**WHAT TO DO**
Please repeat the records, word for word and without gaps.

**RECORDS TO PROCESS**
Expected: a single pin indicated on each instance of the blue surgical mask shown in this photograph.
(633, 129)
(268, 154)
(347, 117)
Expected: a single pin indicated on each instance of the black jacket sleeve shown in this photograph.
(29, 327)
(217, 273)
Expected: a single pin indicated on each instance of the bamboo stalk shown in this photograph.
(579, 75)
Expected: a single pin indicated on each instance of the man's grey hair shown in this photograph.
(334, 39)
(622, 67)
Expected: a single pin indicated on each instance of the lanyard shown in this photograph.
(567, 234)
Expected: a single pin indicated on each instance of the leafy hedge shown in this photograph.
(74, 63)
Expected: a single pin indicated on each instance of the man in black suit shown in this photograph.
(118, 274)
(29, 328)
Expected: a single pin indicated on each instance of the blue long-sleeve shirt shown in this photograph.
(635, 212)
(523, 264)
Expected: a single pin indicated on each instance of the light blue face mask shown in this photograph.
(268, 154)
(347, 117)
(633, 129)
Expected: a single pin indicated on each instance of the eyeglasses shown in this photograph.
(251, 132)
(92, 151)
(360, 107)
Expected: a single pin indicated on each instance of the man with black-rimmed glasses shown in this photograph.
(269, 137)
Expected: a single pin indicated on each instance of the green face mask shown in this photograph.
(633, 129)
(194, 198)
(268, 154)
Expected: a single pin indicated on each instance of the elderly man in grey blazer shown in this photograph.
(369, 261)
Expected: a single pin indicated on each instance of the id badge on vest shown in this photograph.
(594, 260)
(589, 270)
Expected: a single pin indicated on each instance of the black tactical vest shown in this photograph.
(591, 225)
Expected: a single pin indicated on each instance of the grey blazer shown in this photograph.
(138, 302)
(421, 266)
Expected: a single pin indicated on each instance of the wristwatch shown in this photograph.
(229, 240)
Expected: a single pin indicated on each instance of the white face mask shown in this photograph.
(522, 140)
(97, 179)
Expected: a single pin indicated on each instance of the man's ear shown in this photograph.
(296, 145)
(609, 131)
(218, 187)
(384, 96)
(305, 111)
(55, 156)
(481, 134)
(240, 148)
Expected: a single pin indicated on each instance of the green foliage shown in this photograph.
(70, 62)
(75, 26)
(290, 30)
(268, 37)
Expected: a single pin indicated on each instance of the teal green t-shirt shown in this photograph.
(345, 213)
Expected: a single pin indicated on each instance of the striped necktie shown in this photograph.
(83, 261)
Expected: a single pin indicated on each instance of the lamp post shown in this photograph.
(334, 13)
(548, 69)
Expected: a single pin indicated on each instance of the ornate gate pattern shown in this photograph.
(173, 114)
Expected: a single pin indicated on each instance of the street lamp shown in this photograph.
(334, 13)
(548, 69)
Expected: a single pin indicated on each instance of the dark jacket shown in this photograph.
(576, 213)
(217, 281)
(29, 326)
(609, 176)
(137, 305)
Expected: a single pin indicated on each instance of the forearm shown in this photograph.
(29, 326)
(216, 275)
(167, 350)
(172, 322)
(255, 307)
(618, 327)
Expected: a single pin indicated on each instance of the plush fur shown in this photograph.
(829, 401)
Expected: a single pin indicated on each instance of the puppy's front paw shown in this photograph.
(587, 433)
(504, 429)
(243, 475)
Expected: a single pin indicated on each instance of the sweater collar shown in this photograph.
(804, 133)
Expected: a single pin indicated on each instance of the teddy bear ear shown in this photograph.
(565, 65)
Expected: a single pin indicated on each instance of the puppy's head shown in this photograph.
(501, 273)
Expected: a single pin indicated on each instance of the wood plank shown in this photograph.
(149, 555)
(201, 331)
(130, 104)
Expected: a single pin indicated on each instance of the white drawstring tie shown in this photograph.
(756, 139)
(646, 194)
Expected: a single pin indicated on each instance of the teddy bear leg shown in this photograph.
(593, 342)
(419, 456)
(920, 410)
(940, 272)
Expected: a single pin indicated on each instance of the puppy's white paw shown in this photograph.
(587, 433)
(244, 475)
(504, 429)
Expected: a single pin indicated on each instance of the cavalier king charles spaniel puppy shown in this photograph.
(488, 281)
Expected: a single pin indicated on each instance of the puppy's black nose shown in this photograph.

**EXERCISE SOLUTION**
Expected: a single pin indicated on each instance of the blue surgical mask shown in this photograph.
(633, 129)
(268, 154)
(347, 117)
Expected: a single pin indicated on each instance of the black jacket sleeve shown in this photograph.
(29, 327)
(217, 273)
Expected: a single pin indicated on each instance of the bamboo stalk shown in this photograph.
(579, 75)
Expected: a single pin indicated on each instance of the man's grey hair shown in this photograph.
(334, 39)
(622, 67)
Expected: a single pin indicated on each instance of the lanyard shown in this photograph.
(567, 234)
Expected: a single pin indicated on each instance of the leafy hedge shown in this photograph.
(74, 63)
Expected: a single pin indicated on each instance of the man in black suit shown in this photograph.
(118, 274)
(29, 328)
Expected: a single pin indicated on each instance of the blue long-sleeve shirt shown in this photograph.
(635, 212)
(523, 264)
Expected: a single pin indicated on each instance of the light blue face mask shown in this photograph.
(268, 154)
(347, 117)
(633, 129)
Expected: a single pin indicated on each instance of the eyeglasses shown in this photograph.
(251, 132)
(92, 151)
(360, 107)
Expected: a single pin indicated on each instance of the man with black-rimmed glasses shown in this photograph.
(269, 137)
Expected: a single pin indicated on each instance of the green face mask shown in this photograph.
(633, 129)
(194, 198)
(268, 154)
Expected: a single pin indicated on each instance of the elderly man in grey blazer shown in this photograph.
(369, 261)
Expected: a single pin indicated on each instance of the id badge on vest shown in this photograph.
(594, 260)
(589, 270)
Expected: a single pin indicated on each instance of the black tactical vest shown in this photograph.
(591, 225)
Expected: a single pin indicated on each instance of the grey blazer shown in this photograph.
(138, 302)
(421, 266)
Expected: a single pin indicated on each instance of the wristwatch shown in this photograph.
(229, 240)
Expected: a single pin indicated on each instance of the white face mask shown in this photograph.
(522, 140)
(97, 179)
Expected: a single pin indicated on each instance of the man's ear shown in this photograph.
(296, 145)
(609, 131)
(218, 187)
(384, 96)
(305, 111)
(55, 156)
(481, 134)
(240, 148)
Expected: a single pin indicated on each instance of the green foliage shown in this photograph.
(70, 62)
(75, 26)
(290, 30)
(268, 37)
Expected: a single pin indicated on each instance of the teal green t-shirt shown in this photograph.
(345, 213)
Expected: a single pin indicated on each instance of the striped necktie shown in this photograph.
(83, 261)
Expected: a single pin indicated on each instance of the lamp post shown in this photograph.
(334, 13)
(548, 69)
Expected: a single pin indicated on each instance of the ornate gate pattern shown in this photograph.
(173, 114)
Expected: a single pin indicated on each instance of the street lamp shown in this photograph.
(334, 13)
(548, 69)
Expected: a single pin indicated on each instance of the dark jacket shown in this photograph.
(576, 213)
(217, 281)
(29, 326)
(609, 176)
(137, 305)
Expected: a single pin indicated on each instance of the forearm shown in this photograph.
(29, 326)
(216, 275)
(167, 350)
(172, 322)
(255, 307)
(618, 327)
Expected: a single pin indicated on each instance of the plush fur shown in this photograph.
(829, 401)
Expected: a single pin indicated on each instance of the puppy's front paw shown in this photograph.
(587, 433)
(504, 429)
(243, 475)
Expected: a single pin indicated on each instance of the sweater collar shown in this photograph.
(804, 133)
Expected: a single pin indicated on each instance of the teddy bear ear shown in this photograph.
(565, 65)
Expected: a single pin indicated on each instance of the puppy's head shown in this photograph.
(501, 273)
Expected: a single pin indicated on each instance of the wood plank shown in this photograph.
(149, 555)
(201, 331)
(130, 104)
Expected: a single pin indicated on each instance of the white drawstring tie shown in this photograph.
(756, 139)
(646, 194)
Expected: a single pin indicated on each instance of the teddy bear leg shown in this photograph.
(593, 342)
(419, 456)
(920, 410)
(940, 272)
Expected: a single pin indicated on each instance of the puppy's white paw shown in this photograph.
(587, 433)
(244, 475)
(504, 429)
Expected: a single pin indicated on each instance of the cavalier king charles spaniel puppy shown in this photograph.
(488, 281)
Expected: a single pin indicated on each instance of the puppy's black nose shown in this photograph.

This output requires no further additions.